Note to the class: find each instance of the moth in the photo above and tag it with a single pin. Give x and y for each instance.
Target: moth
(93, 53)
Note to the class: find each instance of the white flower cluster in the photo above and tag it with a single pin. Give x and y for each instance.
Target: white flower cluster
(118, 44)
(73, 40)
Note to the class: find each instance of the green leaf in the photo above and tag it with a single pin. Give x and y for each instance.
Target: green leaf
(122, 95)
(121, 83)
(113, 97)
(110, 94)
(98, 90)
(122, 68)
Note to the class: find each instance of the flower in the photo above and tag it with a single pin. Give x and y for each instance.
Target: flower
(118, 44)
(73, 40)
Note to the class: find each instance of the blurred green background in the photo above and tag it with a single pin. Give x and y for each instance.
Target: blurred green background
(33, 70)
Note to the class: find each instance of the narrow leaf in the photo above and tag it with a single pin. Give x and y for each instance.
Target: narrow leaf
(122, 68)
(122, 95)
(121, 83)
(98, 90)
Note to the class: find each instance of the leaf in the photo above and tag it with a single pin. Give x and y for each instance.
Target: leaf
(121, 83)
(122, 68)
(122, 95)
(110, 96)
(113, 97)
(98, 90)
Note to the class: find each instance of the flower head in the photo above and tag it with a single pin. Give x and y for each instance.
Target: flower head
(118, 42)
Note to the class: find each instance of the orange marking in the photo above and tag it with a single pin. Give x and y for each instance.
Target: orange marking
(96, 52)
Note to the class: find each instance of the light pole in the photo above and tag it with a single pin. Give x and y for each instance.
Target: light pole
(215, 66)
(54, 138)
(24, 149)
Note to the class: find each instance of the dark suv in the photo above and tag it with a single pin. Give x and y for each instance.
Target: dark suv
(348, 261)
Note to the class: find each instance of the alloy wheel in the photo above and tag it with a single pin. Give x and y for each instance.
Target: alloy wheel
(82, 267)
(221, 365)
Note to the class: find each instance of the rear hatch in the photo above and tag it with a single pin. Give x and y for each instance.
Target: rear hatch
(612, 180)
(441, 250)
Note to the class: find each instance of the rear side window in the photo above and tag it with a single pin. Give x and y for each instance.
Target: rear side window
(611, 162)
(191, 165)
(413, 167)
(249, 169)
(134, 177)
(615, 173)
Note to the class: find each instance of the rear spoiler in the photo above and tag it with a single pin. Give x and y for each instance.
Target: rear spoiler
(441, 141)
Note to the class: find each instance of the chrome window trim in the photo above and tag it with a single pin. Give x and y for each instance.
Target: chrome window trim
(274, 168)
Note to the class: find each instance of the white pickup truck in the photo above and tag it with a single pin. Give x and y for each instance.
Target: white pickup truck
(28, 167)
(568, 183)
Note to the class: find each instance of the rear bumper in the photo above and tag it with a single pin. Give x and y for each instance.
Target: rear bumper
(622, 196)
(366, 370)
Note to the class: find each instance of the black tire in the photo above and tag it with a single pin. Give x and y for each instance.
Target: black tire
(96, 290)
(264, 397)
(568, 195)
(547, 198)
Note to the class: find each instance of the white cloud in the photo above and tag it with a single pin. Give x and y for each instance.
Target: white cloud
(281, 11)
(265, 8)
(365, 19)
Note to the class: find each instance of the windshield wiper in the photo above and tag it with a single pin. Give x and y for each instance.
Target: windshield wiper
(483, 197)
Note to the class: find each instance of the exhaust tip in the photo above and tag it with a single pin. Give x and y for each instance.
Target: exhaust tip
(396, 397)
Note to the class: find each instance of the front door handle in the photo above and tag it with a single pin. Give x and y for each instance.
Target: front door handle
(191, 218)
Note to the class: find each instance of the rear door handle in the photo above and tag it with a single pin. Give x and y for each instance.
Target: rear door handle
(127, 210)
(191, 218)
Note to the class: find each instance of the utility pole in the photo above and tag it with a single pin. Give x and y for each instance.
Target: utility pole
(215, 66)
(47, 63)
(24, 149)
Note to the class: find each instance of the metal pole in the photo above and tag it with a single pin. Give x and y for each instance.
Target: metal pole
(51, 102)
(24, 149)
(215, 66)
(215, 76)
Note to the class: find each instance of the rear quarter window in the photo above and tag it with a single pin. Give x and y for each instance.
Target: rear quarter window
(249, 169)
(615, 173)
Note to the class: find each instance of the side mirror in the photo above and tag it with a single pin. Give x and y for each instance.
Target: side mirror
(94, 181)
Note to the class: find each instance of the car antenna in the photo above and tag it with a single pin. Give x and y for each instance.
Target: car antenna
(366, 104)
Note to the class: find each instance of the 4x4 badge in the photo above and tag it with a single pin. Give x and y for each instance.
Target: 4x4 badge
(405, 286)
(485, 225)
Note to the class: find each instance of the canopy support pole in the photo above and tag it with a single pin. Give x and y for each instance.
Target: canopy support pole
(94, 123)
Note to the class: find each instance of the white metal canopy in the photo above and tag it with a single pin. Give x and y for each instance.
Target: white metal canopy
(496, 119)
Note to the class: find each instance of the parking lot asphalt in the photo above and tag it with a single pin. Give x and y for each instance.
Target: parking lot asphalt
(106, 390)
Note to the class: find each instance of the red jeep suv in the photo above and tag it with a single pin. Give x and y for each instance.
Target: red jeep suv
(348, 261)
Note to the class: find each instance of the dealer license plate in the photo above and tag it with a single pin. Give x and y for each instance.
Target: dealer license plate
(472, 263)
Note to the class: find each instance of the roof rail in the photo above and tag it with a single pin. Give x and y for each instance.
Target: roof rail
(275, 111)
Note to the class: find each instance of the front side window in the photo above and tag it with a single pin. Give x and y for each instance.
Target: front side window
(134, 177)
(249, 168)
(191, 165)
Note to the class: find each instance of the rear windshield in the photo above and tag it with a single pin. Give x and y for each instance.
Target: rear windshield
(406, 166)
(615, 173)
...
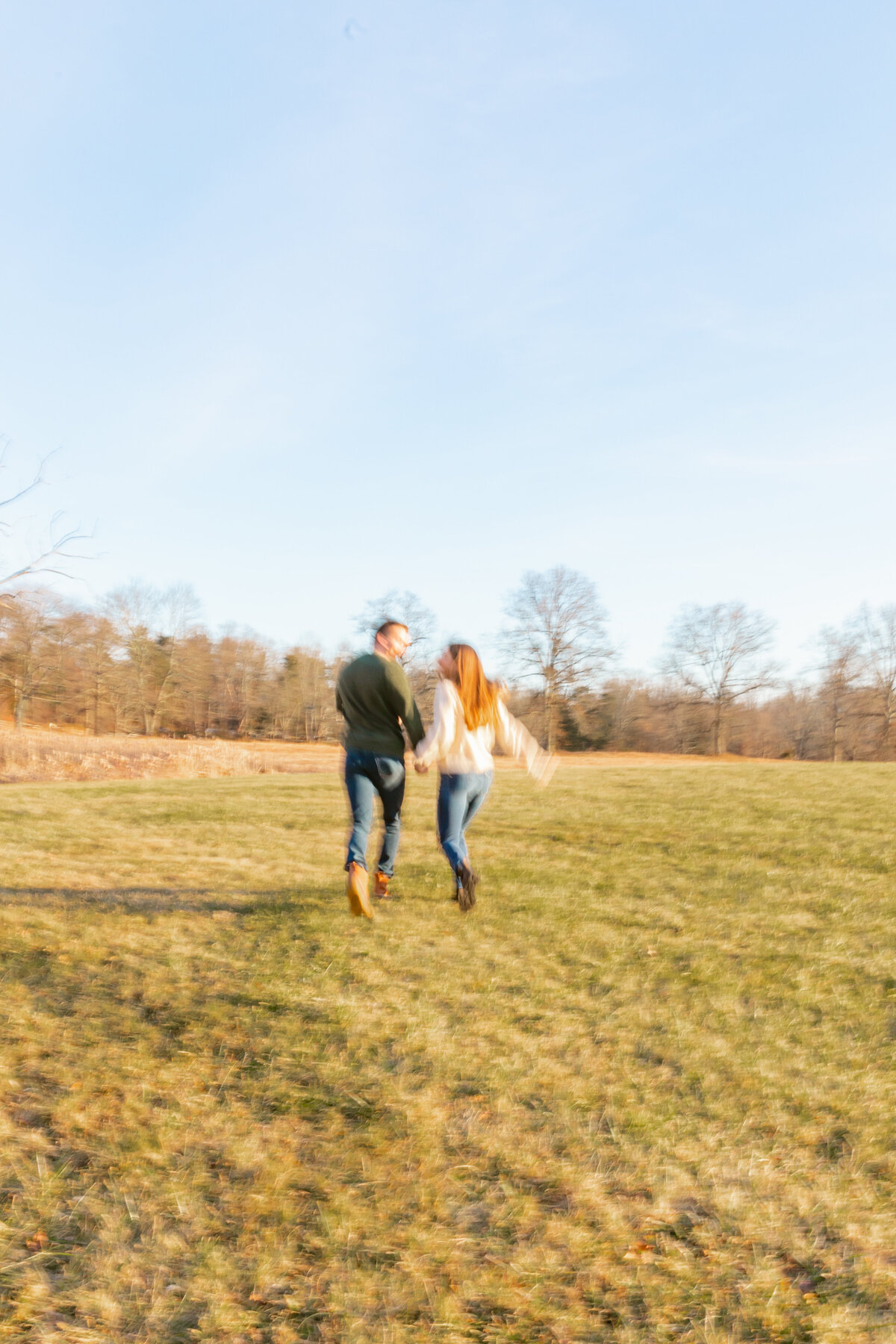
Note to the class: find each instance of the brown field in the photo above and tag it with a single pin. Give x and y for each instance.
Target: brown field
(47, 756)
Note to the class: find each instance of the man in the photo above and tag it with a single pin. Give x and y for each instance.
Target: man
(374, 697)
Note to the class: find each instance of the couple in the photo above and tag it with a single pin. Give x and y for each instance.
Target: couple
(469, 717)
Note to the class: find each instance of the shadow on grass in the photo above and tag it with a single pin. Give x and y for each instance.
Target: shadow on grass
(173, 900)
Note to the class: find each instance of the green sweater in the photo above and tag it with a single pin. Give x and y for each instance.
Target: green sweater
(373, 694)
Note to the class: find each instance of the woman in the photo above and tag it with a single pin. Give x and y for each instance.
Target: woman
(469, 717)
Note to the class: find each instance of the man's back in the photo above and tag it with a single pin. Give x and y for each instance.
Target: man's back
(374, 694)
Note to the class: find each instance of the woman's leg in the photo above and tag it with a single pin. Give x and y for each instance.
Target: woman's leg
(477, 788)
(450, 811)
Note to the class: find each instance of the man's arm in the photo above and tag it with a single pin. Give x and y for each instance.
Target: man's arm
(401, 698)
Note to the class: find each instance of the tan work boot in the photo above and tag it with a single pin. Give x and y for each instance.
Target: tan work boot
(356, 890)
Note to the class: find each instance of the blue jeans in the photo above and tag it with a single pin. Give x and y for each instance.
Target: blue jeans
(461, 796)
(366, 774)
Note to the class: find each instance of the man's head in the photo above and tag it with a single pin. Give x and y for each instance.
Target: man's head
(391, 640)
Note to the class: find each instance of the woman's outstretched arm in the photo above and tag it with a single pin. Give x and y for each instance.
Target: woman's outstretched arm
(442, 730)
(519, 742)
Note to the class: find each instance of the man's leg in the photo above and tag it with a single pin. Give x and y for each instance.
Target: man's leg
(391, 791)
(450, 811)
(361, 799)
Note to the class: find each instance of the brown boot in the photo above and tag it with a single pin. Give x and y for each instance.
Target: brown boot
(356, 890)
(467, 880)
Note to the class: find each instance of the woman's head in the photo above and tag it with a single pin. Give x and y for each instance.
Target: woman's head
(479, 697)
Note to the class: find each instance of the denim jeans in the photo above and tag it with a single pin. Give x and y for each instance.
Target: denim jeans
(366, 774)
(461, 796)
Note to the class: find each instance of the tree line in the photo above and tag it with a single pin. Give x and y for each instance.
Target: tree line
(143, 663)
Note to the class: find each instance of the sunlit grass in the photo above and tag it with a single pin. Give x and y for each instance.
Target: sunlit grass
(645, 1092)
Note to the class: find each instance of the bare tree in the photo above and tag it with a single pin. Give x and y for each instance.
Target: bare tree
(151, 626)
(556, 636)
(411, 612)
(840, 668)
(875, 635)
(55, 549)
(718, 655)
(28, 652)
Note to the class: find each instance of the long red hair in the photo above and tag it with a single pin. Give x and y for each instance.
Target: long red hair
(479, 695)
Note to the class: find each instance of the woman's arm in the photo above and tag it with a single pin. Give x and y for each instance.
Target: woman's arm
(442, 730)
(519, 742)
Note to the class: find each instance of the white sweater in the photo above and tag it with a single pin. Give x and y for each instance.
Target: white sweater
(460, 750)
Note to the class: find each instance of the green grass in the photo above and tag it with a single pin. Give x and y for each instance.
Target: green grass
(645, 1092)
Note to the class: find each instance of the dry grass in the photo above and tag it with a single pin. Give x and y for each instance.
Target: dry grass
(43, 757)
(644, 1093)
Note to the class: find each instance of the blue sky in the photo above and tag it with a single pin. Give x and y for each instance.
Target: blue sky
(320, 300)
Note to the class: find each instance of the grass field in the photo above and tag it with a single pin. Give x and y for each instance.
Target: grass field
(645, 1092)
==
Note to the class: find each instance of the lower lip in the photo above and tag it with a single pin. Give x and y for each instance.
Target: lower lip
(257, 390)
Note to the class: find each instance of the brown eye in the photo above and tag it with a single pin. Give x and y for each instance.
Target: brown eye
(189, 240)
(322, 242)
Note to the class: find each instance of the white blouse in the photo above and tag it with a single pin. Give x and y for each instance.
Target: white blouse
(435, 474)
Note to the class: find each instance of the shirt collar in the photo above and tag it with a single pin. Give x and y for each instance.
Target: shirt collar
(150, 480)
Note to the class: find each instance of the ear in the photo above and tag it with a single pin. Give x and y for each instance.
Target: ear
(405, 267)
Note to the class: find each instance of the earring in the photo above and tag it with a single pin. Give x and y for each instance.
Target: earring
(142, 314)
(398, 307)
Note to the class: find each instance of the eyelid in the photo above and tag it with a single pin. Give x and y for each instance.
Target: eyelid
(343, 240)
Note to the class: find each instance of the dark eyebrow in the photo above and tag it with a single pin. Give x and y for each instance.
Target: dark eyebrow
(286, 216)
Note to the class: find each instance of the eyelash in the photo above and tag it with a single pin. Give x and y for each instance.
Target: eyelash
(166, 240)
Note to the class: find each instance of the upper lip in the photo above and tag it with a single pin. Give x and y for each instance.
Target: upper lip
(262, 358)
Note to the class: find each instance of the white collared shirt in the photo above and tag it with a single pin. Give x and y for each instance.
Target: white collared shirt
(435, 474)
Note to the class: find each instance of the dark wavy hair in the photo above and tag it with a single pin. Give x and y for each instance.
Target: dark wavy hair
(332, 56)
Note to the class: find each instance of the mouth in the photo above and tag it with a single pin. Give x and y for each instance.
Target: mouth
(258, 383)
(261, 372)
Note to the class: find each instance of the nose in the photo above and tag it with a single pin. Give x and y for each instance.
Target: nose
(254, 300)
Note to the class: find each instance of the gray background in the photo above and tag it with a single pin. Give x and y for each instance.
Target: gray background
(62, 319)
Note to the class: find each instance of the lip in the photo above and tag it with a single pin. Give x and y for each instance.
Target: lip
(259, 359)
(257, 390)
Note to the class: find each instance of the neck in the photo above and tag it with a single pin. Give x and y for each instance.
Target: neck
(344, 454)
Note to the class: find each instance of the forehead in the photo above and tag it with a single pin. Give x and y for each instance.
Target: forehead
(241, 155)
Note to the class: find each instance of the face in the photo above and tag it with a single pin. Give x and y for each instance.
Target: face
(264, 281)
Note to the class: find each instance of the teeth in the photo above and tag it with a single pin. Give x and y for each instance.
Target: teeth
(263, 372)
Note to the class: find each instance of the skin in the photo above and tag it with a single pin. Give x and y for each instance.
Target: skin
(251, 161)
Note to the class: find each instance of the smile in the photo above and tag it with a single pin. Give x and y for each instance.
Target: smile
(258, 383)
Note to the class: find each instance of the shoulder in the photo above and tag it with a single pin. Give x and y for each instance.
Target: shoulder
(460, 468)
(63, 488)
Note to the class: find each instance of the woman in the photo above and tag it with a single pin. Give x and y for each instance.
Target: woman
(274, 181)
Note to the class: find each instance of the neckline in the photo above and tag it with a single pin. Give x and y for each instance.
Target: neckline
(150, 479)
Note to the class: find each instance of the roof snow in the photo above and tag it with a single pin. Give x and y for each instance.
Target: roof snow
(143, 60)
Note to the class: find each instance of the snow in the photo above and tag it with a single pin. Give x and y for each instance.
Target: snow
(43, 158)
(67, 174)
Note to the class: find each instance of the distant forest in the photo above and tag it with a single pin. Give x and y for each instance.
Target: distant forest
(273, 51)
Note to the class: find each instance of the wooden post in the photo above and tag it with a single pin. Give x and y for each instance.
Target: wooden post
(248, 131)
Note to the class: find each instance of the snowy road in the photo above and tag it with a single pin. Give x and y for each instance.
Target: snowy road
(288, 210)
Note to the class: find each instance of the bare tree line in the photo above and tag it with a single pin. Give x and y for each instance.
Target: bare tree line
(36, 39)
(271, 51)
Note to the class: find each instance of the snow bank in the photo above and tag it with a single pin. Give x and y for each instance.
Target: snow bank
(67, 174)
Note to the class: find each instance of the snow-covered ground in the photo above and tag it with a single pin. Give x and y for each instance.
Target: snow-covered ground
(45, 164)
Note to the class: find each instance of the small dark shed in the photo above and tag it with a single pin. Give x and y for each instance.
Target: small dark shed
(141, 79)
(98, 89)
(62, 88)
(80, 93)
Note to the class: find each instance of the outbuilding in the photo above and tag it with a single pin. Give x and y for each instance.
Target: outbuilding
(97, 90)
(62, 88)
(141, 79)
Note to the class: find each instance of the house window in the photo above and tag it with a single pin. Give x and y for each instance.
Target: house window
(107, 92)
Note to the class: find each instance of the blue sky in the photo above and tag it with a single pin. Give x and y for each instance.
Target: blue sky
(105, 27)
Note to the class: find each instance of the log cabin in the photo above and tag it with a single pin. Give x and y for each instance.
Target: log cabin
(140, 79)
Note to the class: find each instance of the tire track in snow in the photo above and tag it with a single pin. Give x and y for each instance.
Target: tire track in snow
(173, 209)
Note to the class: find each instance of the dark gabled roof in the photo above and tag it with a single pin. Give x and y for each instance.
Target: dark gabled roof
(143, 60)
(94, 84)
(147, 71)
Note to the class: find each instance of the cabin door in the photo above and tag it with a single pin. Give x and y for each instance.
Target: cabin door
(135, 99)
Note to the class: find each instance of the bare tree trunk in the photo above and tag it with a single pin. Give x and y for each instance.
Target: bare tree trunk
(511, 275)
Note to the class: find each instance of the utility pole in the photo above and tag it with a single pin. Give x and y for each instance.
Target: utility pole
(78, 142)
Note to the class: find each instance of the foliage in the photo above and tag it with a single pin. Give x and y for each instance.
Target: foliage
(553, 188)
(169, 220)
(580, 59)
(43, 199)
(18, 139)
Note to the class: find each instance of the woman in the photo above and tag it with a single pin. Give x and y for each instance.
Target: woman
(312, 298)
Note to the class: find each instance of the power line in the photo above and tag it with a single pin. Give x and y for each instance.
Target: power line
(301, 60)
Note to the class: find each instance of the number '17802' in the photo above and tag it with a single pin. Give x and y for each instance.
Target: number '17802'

▶ **EXERCISE BRIEF**
Of all the lines in the data, count those that contain "number" and give that figure with nothing else.

▶ **WRITTEN SOLUTION**
2